Notice the pattern: we don’t assert that specific inputs produce specific outputs. Instead, we verify invariants—properties that should always hold regardless of input. The fuzzer will find inputs that violate these invariants.

Understanding the Corpus

The corpus is the collection of inputs the fuzzer uses as starting points for mutation. There are two types:

Seed corpus: Inputs you provide via f.Add(). These should include typical valid inputs, known edge cases, and previously discovered bugs.

Generated corpus: Inputs the fuzzer creates and saves when they increase code coverage. These live in testdata/fuzz/<FuzzTestName>/ and persist between runs.

func FuzzJSONParser(f *testing.F) {
    // Different types require different f.Add signatures
    f.Add([]byte(`{"name": "test"}`))
    f.Add([]byte(`[]`))
    f.Add([]byte(`null`))
    f.Add([]byte(`"string"`))
    f.Add([]byte(`12345`))
    f.Add([]byte(`{}`))
    
    // The fuzz target signature must match f.Add
    f.Fuzz(func(t *testing.T, data []byte) {
        var result interface{}
        _ = json.Unmarshal(data, &result)
        // If it doesn't panic, we're happy
    })
}

The fuzzer supports these types for f.Add() and the fuzz target: string, []byte, int, int8, int16, int32, int64, uint, uint8, uint16, uint32, uint64, float32, float64, and bool. You can combine multiple parameters:

f.Add("prefix", 100, true)
f.Fuzz(func(t *testing.T, prefix string, count int, enabled bool) {
    // ...
})

Running and Interpreting Fuzz Tests

Run fuzz tests with the -fuzz flag:

# Run all fuzz tests matching the pattern
go test -fuzz=FuzzParseDuration

# Run for a specific duration
go test -fuzz=FuzzParseDuration -fuzztime=30s

# Run with limited parallelism
go test -fuzz=FuzzParseDuration -parallel=4

# Run with minimization disabled (faster but larger crash files)
go test -fuzz=FuzzParseDuration -fuzzminimizetime=0

Typical output during fuzzing:

fuzz: elapsed: 0s, gathering baseline coverage: 0/8 completed
fuzz: elapsed: 0s, gathering baseline coverage: 8/8 completed, now fuzzing with 8 workers
fuzz: elapsed: 3s, execs: 102834 (34264/sec), new interesting: 12 (total: 20)
fuzz: elapsed: 6s, execs: 238471 (45212/sec), new interesting: 3 (total: 23)

The “new interesting” count shows inputs that increased coverage. When the fuzzer finds a crash:

fuzz: elapsed: 12s, execs: 584721 (48726/sec), new interesting: 0 (total: 23)
--- FAIL: FuzzParseDuration (12.34s)
    --- FAIL: FuzzParseDuration (0.00s)

Given records
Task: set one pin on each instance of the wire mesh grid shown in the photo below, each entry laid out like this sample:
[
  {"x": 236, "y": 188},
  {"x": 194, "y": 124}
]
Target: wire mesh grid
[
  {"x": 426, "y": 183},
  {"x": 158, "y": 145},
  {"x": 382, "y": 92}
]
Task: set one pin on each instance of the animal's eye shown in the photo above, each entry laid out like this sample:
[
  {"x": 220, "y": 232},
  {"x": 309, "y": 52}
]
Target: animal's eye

What to work on
a - Copy out the listing word for word, from the line containing "Task: set one pin on each instance of the animal's" down to the end of the listing.
b - Extend the Go fuzz testing text from the point where it stops.

Answer list
a -
Task: set one pin on each instance of the animal's eye shown in the photo above, each entry laid out like this sample:
[
  {"x": 220, "y": 232},
  {"x": 309, "y": 52}
]
Target: animal's eye

b -
        config_test.go:42: negative duration value from "-5s": -5
    
    Failing input written to testdata/fuzz/FuzzParseDuration/8a3b2c1d
    To re-run:
    go test -run=FuzzParseDuration/8a3b2c1d

Handling Crashes and Fixing Bugs

When fuzzing discovers a failure, Go saves the input to testdata/fuzz/<FuzzTestName>/. This file becomes a permanent regression test—every future go test run will include it.

Looking at our example, the fuzzer found that “-5s” produces a negative duration. Let’s fix it:

func ParseDuration(s string) (Duration, error) {
    s = strings.TrimSpace(s)
    if len(s) < 2 {
        return Duration{}, fmt.Errorf("duration too short: %q", s)
    }
    
    unit := s[len(s)-1:]
    valueStr := s[:len(s)-1]
    
    value, err := strconv.Atoi(valueStr)
    if err != nil {
        return Duration{}, fmt.Errorf("invalid duration value: %w", err)
    }
    
    // Fix: reject negative values
    if value < 0 {
        return Duration{}, fmt.Errorf("duration cannot be negative: %d", value)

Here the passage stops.